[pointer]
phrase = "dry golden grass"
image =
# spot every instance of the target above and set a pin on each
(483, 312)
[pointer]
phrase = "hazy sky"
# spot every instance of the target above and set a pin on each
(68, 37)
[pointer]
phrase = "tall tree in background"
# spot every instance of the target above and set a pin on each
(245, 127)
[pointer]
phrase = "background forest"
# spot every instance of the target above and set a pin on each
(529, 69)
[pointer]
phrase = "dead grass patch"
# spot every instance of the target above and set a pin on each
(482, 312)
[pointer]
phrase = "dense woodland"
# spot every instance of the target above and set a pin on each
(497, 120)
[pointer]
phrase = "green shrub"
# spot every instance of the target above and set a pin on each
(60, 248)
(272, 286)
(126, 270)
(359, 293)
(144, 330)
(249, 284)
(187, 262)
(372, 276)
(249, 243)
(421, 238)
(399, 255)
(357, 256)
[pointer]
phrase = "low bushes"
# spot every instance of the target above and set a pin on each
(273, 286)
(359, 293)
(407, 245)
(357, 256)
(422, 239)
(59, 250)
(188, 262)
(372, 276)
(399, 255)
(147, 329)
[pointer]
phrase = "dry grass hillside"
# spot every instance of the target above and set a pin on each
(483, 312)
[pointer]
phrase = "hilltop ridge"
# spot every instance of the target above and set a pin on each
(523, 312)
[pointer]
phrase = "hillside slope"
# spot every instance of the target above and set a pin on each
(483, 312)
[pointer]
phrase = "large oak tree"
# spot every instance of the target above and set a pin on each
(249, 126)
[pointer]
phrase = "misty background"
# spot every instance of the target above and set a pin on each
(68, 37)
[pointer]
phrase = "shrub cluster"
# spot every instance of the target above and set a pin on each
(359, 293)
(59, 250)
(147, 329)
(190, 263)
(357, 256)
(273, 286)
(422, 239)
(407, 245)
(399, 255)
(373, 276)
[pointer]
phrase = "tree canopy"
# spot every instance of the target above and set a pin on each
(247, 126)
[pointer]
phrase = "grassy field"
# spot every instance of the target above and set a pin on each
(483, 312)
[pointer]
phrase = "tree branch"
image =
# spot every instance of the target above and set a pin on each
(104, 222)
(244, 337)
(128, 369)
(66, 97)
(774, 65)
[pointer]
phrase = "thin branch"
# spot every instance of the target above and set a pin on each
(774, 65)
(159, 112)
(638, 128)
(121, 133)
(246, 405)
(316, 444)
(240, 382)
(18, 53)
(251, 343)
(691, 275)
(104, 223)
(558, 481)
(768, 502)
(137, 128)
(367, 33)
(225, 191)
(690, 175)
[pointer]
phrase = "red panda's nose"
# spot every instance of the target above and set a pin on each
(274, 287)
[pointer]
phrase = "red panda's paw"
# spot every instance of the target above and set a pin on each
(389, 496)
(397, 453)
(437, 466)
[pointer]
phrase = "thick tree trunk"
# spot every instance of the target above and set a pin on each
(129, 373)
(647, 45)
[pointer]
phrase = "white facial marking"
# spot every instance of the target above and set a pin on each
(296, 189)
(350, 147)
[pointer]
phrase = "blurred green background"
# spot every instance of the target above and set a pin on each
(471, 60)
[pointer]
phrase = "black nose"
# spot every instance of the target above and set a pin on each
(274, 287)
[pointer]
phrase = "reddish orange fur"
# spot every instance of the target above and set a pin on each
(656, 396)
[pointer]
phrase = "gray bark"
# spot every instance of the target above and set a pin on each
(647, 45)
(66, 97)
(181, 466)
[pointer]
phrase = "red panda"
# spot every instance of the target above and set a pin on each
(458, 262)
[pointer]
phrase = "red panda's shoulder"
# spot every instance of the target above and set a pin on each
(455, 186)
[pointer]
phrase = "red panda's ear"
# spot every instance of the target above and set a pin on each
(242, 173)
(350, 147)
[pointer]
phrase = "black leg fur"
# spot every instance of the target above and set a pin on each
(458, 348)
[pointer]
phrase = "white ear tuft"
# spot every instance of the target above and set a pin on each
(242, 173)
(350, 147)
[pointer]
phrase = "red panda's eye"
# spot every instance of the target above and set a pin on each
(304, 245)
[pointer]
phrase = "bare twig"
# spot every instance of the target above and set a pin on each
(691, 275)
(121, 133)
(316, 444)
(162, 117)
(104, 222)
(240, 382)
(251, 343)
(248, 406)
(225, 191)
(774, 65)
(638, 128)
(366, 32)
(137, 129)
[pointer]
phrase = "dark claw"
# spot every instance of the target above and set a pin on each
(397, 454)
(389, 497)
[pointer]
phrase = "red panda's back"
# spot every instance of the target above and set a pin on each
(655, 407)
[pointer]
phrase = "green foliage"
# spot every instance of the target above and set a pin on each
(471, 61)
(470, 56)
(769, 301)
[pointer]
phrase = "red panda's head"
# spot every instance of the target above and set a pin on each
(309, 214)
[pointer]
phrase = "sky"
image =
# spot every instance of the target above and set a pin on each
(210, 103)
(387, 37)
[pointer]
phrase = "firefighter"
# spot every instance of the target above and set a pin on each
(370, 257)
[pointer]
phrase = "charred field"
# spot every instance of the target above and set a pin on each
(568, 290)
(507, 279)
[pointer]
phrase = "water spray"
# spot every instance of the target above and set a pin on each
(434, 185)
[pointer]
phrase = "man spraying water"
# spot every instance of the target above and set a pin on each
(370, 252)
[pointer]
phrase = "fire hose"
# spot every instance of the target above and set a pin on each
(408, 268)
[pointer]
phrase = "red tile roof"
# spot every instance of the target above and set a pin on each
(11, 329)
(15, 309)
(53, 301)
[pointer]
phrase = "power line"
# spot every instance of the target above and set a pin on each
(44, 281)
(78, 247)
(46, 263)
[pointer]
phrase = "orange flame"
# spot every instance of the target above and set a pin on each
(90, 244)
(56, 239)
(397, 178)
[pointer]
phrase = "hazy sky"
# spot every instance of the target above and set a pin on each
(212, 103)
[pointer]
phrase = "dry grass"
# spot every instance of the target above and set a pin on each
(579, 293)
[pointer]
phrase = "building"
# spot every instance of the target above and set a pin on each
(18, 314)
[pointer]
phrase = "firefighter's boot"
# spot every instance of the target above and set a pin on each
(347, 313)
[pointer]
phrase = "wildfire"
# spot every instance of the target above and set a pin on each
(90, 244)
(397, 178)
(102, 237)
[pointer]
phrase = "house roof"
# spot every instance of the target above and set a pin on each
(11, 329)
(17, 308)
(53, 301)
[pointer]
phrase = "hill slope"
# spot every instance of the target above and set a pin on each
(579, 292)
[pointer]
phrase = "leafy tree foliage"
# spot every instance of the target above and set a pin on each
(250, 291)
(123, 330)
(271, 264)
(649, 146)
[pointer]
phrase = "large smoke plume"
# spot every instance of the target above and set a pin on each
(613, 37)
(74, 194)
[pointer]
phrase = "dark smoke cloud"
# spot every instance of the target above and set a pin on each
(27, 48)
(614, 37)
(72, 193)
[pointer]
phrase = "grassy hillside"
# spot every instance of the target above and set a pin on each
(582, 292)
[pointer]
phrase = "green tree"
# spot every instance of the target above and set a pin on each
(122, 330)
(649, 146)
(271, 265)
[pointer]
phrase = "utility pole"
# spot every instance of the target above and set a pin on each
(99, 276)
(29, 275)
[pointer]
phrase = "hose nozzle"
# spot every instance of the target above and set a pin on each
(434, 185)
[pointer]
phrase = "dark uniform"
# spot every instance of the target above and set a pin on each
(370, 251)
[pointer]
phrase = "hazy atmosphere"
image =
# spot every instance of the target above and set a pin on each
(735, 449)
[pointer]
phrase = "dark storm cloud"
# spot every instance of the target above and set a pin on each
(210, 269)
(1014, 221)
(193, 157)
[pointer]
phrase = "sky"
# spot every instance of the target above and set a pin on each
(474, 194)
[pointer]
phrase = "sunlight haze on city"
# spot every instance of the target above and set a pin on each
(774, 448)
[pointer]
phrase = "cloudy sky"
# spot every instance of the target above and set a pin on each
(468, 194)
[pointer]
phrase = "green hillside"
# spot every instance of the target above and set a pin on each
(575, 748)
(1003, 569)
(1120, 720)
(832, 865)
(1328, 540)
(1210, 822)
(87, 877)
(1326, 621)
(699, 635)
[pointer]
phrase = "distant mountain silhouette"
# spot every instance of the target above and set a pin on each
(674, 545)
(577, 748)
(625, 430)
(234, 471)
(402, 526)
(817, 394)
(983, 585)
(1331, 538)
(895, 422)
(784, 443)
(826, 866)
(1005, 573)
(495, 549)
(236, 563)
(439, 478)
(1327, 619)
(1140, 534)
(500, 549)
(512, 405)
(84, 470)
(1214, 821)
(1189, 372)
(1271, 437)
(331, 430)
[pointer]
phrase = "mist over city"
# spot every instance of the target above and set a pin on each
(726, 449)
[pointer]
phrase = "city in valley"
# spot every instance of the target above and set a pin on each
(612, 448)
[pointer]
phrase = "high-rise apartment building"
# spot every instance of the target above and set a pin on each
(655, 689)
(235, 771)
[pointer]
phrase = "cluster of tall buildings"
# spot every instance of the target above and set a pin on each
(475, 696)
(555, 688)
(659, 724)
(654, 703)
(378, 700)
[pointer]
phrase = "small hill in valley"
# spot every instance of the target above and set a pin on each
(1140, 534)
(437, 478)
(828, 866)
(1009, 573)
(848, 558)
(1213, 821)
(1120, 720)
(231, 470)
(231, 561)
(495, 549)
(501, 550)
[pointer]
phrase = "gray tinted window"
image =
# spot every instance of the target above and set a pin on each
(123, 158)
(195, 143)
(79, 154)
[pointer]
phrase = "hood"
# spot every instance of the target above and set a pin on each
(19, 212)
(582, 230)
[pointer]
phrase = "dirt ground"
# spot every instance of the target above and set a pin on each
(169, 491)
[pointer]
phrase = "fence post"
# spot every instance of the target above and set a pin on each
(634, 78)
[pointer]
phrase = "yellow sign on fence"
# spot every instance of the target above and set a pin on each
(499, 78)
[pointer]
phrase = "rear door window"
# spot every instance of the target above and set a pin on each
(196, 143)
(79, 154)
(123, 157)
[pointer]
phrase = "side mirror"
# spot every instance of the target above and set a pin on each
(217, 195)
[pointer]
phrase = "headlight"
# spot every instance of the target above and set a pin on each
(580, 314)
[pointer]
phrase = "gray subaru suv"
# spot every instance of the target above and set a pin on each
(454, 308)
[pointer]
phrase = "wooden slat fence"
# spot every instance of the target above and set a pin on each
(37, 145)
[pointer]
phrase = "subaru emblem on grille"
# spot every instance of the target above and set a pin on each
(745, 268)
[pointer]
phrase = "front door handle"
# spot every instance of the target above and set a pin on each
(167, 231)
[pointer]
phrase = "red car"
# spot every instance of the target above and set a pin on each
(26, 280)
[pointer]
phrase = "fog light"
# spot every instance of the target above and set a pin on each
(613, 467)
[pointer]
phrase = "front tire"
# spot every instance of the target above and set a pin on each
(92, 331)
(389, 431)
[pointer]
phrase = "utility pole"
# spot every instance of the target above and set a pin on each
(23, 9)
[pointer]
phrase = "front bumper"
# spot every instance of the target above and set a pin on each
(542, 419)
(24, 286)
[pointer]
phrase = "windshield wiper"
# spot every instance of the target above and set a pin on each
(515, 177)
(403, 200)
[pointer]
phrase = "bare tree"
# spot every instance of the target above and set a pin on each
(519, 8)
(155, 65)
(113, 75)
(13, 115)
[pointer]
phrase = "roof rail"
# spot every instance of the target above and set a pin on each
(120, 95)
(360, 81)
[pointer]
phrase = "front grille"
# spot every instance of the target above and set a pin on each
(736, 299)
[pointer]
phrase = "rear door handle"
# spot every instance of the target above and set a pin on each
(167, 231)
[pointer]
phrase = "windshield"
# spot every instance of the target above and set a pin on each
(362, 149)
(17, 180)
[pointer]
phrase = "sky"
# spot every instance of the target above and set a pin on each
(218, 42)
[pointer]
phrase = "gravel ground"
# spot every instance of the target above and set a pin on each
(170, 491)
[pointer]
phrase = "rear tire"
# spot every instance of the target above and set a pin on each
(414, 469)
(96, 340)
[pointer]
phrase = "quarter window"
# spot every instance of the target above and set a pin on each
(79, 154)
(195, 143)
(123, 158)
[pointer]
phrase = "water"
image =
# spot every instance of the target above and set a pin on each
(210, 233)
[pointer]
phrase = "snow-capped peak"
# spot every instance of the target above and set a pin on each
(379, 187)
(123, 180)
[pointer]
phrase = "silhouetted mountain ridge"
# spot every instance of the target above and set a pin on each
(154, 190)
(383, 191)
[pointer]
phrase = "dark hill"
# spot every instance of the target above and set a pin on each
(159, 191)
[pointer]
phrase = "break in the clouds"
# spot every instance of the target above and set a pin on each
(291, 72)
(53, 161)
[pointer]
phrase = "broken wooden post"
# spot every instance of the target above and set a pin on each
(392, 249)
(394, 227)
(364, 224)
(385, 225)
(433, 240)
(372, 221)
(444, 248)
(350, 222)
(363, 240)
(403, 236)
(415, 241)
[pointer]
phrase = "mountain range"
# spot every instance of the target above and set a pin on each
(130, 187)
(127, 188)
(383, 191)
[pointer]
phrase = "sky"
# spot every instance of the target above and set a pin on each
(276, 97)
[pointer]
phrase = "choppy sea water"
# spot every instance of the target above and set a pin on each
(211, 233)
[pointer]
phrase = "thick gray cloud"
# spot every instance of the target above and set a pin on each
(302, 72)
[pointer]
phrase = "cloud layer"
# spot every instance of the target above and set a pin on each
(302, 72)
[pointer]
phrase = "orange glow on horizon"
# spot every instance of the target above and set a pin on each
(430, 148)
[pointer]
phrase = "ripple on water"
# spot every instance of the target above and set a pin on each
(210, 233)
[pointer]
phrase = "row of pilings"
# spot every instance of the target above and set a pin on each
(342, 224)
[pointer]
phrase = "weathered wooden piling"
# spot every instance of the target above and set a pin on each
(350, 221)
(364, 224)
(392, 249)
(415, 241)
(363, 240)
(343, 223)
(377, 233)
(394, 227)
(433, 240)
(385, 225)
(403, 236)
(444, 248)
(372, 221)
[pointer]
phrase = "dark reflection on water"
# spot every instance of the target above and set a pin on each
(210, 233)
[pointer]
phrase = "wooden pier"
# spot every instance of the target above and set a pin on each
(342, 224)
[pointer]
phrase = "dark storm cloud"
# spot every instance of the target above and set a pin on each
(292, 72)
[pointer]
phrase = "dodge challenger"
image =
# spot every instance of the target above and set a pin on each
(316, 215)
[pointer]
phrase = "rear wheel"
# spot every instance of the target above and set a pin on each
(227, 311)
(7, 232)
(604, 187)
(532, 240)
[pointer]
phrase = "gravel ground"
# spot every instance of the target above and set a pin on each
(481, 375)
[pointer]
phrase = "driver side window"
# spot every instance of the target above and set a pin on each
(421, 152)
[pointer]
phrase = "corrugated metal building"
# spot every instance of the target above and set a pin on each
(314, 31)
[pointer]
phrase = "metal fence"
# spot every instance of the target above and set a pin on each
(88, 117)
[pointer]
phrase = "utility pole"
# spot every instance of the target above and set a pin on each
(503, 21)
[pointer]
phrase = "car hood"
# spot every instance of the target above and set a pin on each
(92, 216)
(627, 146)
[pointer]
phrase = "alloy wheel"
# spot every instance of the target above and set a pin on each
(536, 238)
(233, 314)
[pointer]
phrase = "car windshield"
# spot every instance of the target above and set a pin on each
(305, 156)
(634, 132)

---+---

▶ **Exercise requirements**: List each line of the rows above that contains the string "branch", treating uppercase and lowercase as different.

▶ **Response for this exercise**:
phrase = "tree branch"
phrase = "thin branch"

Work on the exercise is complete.